**** Dataset records
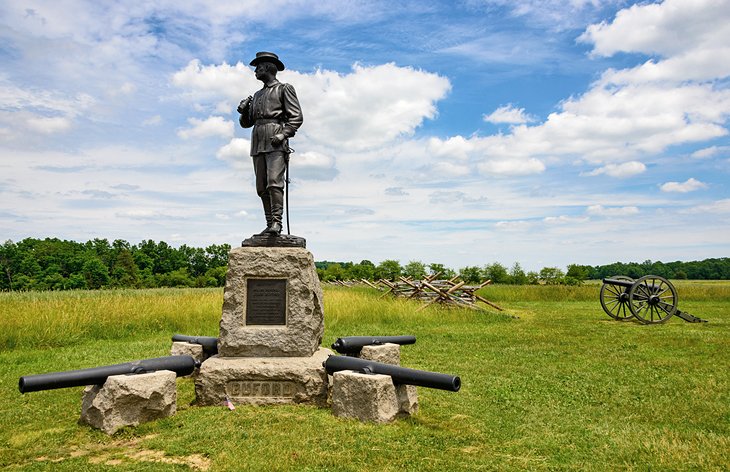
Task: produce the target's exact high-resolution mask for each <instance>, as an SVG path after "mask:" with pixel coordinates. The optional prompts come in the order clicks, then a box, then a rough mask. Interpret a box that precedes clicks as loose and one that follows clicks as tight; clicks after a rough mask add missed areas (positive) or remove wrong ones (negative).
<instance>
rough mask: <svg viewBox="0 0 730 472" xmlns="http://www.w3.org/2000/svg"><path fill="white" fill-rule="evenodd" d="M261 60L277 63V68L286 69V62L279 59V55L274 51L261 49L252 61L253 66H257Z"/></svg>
mask: <svg viewBox="0 0 730 472" xmlns="http://www.w3.org/2000/svg"><path fill="white" fill-rule="evenodd" d="M261 62H271V63H272V64H274V65H276V69H277V70H284V63H283V62H281V61H280V60H279V56H277V55H276V54H274V53H273V52H266V51H261V52H257V53H256V58H255V59H254V60H253V61H251V64H250V65H252V66H254V67H256V66H257V65H258V64H260V63H261Z"/></svg>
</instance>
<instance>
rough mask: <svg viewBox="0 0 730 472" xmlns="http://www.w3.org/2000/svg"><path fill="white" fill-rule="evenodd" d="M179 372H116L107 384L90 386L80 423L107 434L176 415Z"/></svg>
mask: <svg viewBox="0 0 730 472" xmlns="http://www.w3.org/2000/svg"><path fill="white" fill-rule="evenodd" d="M175 377H176V375H175V372H172V371H169V370H160V371H157V372H152V373H149V374H140V375H114V376H111V377H109V378H108V379H107V381H106V382H105V383H104V385H101V386H100V385H93V386H88V387H86V389H85V390H84V394H83V397H82V400H81V419H80V420H79V422H80V423H83V424H88V425H89V426H91V427H93V428H97V429H100V430H102V431H104V432H105V433H107V434H114V432H116V431H117V430H118V429H120V428H123V427H125V426H137V425H139V424H141V423H145V422H148V421H153V420H156V419H159V418H165V417H168V416H172V415H174V414H175V412H176V411H177V405H176V401H177V390H176V384H175Z"/></svg>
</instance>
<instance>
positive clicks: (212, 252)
mask: <svg viewBox="0 0 730 472" xmlns="http://www.w3.org/2000/svg"><path fill="white" fill-rule="evenodd" d="M229 252H231V245H230V244H220V245H218V244H212V245H210V246H208V247H206V248H205V254H206V255H207V256H208V267H209V268H212V267H223V266H227V265H228V253H229Z"/></svg>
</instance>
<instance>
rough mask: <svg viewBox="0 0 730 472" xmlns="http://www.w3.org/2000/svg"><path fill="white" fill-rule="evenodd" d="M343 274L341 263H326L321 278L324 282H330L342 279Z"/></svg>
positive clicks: (343, 274) (342, 277) (341, 279)
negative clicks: (331, 281)
mask: <svg viewBox="0 0 730 472" xmlns="http://www.w3.org/2000/svg"><path fill="white" fill-rule="evenodd" d="M344 275H345V271H344V269H343V268H342V265H340V264H338V263H334V264H330V265H328V266H327V268H326V269H325V270H324V274H323V275H322V280H324V281H325V282H330V281H333V280H343V278H344Z"/></svg>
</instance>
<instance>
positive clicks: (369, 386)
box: [332, 370, 399, 423]
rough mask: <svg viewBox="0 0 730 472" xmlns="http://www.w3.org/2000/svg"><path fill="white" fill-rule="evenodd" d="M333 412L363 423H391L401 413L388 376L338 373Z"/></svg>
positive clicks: (338, 416) (332, 390) (395, 394)
mask: <svg viewBox="0 0 730 472" xmlns="http://www.w3.org/2000/svg"><path fill="white" fill-rule="evenodd" d="M332 378H333V387H332V413H333V414H334V415H335V416H338V417H342V418H356V419H358V420H360V421H364V422H375V423H388V422H391V421H393V420H394V419H395V417H396V416H397V415H398V410H399V405H398V399H397V397H396V392H395V386H394V385H393V380H392V379H391V378H390V376H389V375H380V374H361V373H359V372H353V371H348V370H345V371H340V372H335V373H334V375H333V376H332Z"/></svg>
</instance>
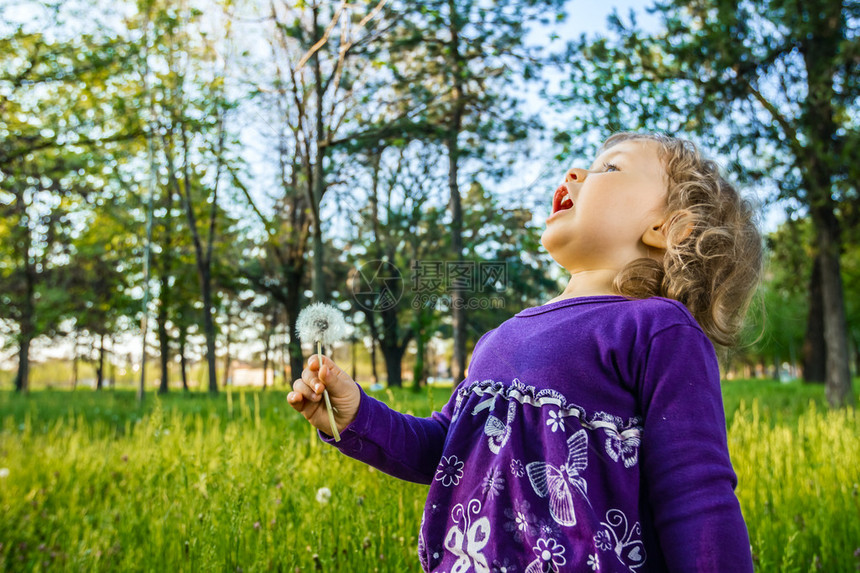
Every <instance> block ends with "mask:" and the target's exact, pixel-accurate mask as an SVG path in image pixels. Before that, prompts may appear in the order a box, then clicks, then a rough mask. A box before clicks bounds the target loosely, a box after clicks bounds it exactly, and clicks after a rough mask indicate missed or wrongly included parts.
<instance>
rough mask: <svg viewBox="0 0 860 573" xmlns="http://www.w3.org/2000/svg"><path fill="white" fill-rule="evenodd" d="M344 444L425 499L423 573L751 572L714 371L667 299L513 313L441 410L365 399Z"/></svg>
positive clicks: (470, 366)
mask: <svg viewBox="0 0 860 573" xmlns="http://www.w3.org/2000/svg"><path fill="white" fill-rule="evenodd" d="M321 437H322V438H323V439H324V440H325V441H327V442H329V443H333V442H332V441H331V438H329V437H328V436H326V435H324V434H321ZM342 438H343V439H342V440H341V442H339V443H337V444H333V445H335V446H336V447H338V448H340V450H341V451H342V452H343V453H345V454H347V455H349V456H351V457H354V458H356V459H359V460H361V461H363V462H366V463H368V464H371V465H373V466H374V467H376V468H378V469H380V470H381V471H384V472H386V473H389V474H391V475H394V476H396V477H399V478H402V479H406V480H410V481H415V482H419V483H425V484H430V491H429V494H428V497H427V503H426V505H425V509H424V515H423V518H422V523H421V527H420V533H419V543H418V545H419V547H418V554H419V558H420V561H421V565H422V567H423V568H424V570H425V571H436V572H442V571H455V570H456V571H476V572H489V571H513V570H516V571H519V572H525V573H537V572H543V571H556V572H559V571H586V572H594V571H602V572H611V573H615V572H623V573H645V572H664V571H673V572H680V573H686V572H688V571H696V572H704V573H708V572H714V573H716V572H720V573H722V572H729V571H731V572H732V573H734V572H741V573H747V572H749V571H752V558H751V555H750V546H749V538H748V534H747V531H746V526H745V525H744V521H743V517H742V515H741V512H740V506H739V504H738V501H737V498H736V496H735V494H734V487H735V485H736V483H737V478H736V476H735V473H734V471H733V469H732V466H731V461H730V459H729V453H728V447H727V440H726V423H725V415H724V413H723V407H722V399H721V395H720V381H719V370H718V365H717V360H716V356H715V353H714V349H713V346H712V345H711V343H710V341H709V340H708V338H707V336H705V334H704V332H703V331H702V330H701V328H700V327H699V325H698V324H696V321H695V320H694V319H693V317H692V315H691V314H690V313H689V311H688V310H687V309H686V308H685V307H684V306H683V305H682V304H680V303H678V302H677V301H673V300H669V299H665V298H659V297H653V298H650V299H645V300H629V299H626V298H623V297H620V296H595V297H582V298H575V299H566V300H562V301H557V302H554V303H548V304H545V305H542V306H538V307H531V308H527V309H524V310H523V311H521V312H519V313H518V314H517V315H516V316H514V317H513V318H511V319H509V320H507V321H505V322H503V323H502V324H501V325H499V327H498V328H496V329H493V330H491V331H489V332H487V333H486V334H485V335H484V336H482V337H481V339H480V340H479V341H478V344H477V345H476V347H475V352H474V354H473V356H472V360H471V362H470V364H469V375H468V377H467V379H466V380H463V381H462V382H461V383H460V384H459V386H458V387H457V388H456V389H455V391H454V394H453V395H452V397H451V400H450V401H449V402H448V403H447V404H446V405H445V407H444V408H443V409H442V411H441V412H435V413H433V415H431V416H430V417H428V418H416V417H414V416H409V415H405V414H401V413H398V412H395V411H394V410H392V409H390V408H389V407H388V406H386V405H385V404H383V403H381V402H379V401H378V400H375V399H374V398H372V397H370V396H368V395H367V394H365V393H364V392H362V396H361V402H360V405H359V410H358V414H357V416H356V419H355V420H354V421H353V422H352V424H350V425H349V427H347V428H346V429H345V430H344V431H343V432H342Z"/></svg>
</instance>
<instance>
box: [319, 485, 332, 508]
mask: <svg viewBox="0 0 860 573" xmlns="http://www.w3.org/2000/svg"><path fill="white" fill-rule="evenodd" d="M330 499H331V490H330V489H329V488H327V487H321V488H319V489H318V490H317V501H318V502H319V503H322V504H326V503H328V502H329V500H330Z"/></svg>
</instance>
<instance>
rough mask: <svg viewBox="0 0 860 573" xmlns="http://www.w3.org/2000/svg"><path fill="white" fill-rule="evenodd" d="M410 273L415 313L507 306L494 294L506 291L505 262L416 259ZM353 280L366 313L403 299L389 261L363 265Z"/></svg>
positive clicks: (391, 304) (385, 260)
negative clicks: (459, 294) (458, 295)
mask: <svg viewBox="0 0 860 573" xmlns="http://www.w3.org/2000/svg"><path fill="white" fill-rule="evenodd" d="M410 270H411V276H410V277H409V278H410V280H409V285H410V287H411V290H412V293H413V296H412V301H411V306H412V308H414V309H415V310H419V309H421V308H436V309H437V310H442V311H447V310H450V309H451V308H464V309H468V310H478V309H490V308H492V309H498V308H504V307H505V300H504V298H503V297H501V296H495V295H494V294H493V293H499V292H504V290H505V289H506V288H507V280H508V268H507V263H506V262H504V261H436V260H415V261H412V263H411V266H410ZM350 280H351V288H352V292H353V296H354V297H355V300H356V303H357V304H358V305H359V306H361V307H362V308H364V309H365V310H371V311H384V310H388V309H389V308H392V307H393V306H395V305H396V304H397V303H398V302H399V301H400V299H401V297H402V296H403V290H404V284H403V283H404V281H403V277H402V275H401V273H400V271H399V269H398V268H397V267H396V266H395V265H393V264H392V263H390V262H388V261H387V260H373V261H370V262H367V263H364V264H363V265H362V266H361V267H359V268H358V269H356V270H355V271H354V272H353V275H352V277H351V279H350ZM455 290H459V294H460V296H459V297H453V296H452V294H451V292H452V291H455Z"/></svg>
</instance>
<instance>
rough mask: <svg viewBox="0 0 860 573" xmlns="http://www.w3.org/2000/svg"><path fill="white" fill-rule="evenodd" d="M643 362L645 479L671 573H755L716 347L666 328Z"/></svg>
mask: <svg viewBox="0 0 860 573" xmlns="http://www.w3.org/2000/svg"><path fill="white" fill-rule="evenodd" d="M645 361H646V362H645V364H644V375H643V378H642V384H641V387H640V400H641V403H642V406H643V412H644V417H645V423H644V429H643V432H642V446H641V449H640V455H641V463H642V472H643V474H642V475H643V479H644V482H645V488H646V491H647V492H648V496H649V502H650V505H651V509H652V512H653V516H654V524H655V526H656V529H657V537H658V539H659V542H660V547H661V549H662V551H663V555H664V557H665V559H666V564H667V566H668V568H669V570H670V571H698V572H700V573H702V572H714V573H720V572H724V571H732V572H740V573H743V572H752V570H753V567H752V557H751V553H750V543H749V535H748V533H747V529H746V525H745V523H744V520H743V516H742V515H741V510H740V504H739V503H738V499H737V497H736V496H735V493H734V488H735V487H736V486H737V476H736V475H735V473H734V470H733V469H732V465H731V461H730V459H729V451H728V444H727V439H726V420H725V413H724V411H723V404H722V395H721V393H720V372H719V367H718V364H717V358H716V355H715V354H714V349H713V346H712V345H711V343H710V341H709V340H708V338H707V337H706V336H705V334H704V333H703V332H702V331H701V330H700V329H698V328H697V327H695V326H690V325H675V326H670V327H668V328H666V329H665V330H662V331H661V332H659V333H658V334H657V335H655V336H654V337H653V339H652V341H651V345H650V348H649V349H648V352H647V354H646V355H645Z"/></svg>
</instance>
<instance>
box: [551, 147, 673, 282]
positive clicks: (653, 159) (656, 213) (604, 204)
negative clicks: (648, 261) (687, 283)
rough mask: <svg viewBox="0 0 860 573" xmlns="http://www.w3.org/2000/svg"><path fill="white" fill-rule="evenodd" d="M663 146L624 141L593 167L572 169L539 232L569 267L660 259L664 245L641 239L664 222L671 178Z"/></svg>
********
→ Goal of the exercise:
Go through the listing above. Show each line where the word "that" is found.

→ Exercise response:
Task: produce the target's exact high-resolution mask for each <instance>, as an SVG path after "mask:" with pixel coordinates. The optional prompts come in the order clicks, then a box, then a rough mask. Interpret a box that precedes clicks as loose and one that follows clicks as tight; clicks after a rough mask add missed areas (positive) or remove wrong ones (negative).
Every <instance> block ends with "mask:" and the target's exact, pixel-accurate mask as an SVG path in image pixels. Before that, prompts may appear in the order a box, then clicks, then a rough mask. A box before clicks bounds the target loosely, a box after clicks bounds it exactly, and clicks after a rough mask indicate missed or wrongly included parts.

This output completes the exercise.